What is expected
Pull out every line of the entries below that contains the word "white". Match case exactly.

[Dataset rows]
╭──

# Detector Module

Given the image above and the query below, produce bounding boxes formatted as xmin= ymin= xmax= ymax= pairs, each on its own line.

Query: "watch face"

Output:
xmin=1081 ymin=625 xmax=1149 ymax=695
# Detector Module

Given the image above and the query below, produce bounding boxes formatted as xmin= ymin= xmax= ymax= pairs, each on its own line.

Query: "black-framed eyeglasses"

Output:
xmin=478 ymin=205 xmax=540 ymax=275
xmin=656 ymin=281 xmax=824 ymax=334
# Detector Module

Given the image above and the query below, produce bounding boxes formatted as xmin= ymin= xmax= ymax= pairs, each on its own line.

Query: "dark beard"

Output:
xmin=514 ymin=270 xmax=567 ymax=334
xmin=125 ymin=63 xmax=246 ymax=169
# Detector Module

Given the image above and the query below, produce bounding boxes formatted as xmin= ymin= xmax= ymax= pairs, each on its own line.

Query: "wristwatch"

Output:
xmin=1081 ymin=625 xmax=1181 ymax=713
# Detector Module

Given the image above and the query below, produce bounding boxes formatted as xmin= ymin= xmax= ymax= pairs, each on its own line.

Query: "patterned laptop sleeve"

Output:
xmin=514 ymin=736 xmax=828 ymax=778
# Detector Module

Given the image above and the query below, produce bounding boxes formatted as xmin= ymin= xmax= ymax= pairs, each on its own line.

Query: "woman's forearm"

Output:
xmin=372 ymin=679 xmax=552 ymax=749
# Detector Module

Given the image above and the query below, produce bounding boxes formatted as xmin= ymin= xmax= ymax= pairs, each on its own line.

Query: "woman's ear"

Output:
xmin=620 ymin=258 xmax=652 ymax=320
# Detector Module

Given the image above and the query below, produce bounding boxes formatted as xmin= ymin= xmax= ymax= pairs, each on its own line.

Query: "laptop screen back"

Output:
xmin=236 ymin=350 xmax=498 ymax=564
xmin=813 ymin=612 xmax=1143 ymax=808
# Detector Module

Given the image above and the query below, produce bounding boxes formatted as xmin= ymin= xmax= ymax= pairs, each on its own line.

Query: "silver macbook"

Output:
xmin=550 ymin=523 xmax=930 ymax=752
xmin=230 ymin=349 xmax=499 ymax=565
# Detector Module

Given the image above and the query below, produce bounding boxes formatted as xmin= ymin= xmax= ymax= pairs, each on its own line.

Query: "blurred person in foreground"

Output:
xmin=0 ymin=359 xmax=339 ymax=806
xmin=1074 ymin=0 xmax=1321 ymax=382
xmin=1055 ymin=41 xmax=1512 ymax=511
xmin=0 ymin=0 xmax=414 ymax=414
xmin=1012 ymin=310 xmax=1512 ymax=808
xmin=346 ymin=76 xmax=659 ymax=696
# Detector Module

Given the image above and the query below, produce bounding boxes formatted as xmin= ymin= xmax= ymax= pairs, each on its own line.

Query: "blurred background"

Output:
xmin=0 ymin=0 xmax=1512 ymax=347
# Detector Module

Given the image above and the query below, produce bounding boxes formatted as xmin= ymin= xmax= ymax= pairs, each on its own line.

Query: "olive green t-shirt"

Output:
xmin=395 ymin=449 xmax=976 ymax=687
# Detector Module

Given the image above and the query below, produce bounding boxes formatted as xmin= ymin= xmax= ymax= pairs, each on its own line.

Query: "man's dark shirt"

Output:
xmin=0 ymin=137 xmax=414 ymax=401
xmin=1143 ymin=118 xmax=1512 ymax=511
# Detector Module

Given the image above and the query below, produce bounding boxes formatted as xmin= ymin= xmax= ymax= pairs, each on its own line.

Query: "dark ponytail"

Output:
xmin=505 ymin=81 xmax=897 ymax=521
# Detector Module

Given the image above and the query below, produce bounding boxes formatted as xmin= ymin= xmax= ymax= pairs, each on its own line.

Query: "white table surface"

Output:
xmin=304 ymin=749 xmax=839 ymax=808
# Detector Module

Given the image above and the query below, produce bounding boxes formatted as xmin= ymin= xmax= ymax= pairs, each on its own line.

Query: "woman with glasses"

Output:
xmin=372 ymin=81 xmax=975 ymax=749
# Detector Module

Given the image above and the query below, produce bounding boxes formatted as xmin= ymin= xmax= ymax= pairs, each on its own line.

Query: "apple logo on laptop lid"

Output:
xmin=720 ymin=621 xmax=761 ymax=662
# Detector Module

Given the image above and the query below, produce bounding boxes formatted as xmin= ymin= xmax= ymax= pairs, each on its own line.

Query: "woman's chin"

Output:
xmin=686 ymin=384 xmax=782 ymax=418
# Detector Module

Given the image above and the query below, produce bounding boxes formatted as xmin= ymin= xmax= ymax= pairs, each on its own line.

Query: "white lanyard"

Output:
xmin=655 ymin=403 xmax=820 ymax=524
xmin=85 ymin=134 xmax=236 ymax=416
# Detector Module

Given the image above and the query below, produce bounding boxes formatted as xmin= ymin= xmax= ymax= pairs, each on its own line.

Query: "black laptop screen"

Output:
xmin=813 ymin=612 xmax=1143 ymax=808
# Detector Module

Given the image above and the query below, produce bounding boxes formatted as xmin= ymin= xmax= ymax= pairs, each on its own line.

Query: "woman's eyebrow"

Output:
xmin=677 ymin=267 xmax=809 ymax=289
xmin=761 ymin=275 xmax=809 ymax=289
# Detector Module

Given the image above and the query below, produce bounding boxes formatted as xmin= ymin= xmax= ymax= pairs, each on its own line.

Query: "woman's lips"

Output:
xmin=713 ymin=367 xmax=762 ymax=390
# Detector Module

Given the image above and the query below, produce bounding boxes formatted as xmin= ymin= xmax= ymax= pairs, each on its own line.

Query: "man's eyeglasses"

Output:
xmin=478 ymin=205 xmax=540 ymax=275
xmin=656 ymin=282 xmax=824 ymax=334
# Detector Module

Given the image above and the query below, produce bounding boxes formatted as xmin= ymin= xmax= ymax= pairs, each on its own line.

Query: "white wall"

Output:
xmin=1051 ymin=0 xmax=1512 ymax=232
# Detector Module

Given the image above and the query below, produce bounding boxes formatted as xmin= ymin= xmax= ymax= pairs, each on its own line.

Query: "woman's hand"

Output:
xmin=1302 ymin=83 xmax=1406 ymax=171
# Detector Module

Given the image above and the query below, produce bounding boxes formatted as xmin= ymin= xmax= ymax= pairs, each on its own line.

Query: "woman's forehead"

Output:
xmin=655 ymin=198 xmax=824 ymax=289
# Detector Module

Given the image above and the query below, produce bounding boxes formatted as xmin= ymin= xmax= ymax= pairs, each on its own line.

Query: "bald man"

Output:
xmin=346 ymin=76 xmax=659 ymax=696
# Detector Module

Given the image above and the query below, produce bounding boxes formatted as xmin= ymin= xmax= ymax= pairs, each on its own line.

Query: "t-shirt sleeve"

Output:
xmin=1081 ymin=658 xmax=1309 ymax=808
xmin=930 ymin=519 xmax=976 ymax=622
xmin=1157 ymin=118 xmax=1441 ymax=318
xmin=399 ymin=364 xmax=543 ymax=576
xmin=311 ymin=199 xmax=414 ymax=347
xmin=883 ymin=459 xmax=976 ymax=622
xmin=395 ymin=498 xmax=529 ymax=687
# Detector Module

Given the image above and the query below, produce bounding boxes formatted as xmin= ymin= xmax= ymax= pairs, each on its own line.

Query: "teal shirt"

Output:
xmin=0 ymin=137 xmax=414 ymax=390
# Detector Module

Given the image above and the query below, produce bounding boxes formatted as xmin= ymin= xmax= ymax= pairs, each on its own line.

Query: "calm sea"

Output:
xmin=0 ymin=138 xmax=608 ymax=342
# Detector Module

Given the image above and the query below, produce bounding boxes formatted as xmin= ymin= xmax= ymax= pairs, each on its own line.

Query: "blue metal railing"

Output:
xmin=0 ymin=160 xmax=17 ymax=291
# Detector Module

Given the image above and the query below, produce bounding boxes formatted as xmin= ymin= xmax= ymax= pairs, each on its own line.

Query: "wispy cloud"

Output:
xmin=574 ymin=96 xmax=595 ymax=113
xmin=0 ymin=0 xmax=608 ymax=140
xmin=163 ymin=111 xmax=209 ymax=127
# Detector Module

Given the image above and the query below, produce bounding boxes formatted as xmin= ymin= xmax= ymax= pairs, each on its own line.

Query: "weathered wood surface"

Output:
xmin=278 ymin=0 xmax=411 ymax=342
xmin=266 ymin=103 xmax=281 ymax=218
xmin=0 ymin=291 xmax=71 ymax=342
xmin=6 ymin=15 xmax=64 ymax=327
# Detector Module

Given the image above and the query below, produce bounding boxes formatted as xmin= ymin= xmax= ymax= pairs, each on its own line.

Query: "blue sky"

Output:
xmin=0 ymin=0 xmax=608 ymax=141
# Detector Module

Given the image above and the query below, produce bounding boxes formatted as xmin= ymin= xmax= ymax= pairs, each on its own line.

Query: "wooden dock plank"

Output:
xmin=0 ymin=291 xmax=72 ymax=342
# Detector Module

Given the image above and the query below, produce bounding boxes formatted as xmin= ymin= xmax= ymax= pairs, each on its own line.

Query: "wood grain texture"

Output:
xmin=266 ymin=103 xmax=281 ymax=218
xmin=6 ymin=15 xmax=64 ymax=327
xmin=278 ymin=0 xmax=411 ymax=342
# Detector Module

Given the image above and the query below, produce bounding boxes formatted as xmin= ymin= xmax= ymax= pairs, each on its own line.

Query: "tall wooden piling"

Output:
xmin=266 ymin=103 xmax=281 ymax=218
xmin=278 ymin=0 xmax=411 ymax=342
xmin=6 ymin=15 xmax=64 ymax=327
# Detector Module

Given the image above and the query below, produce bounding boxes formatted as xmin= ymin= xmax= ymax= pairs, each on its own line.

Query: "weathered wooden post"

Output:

╰──

Right answer
Query: "white table surface"
Query: "white lanyard"
Query: "white wall"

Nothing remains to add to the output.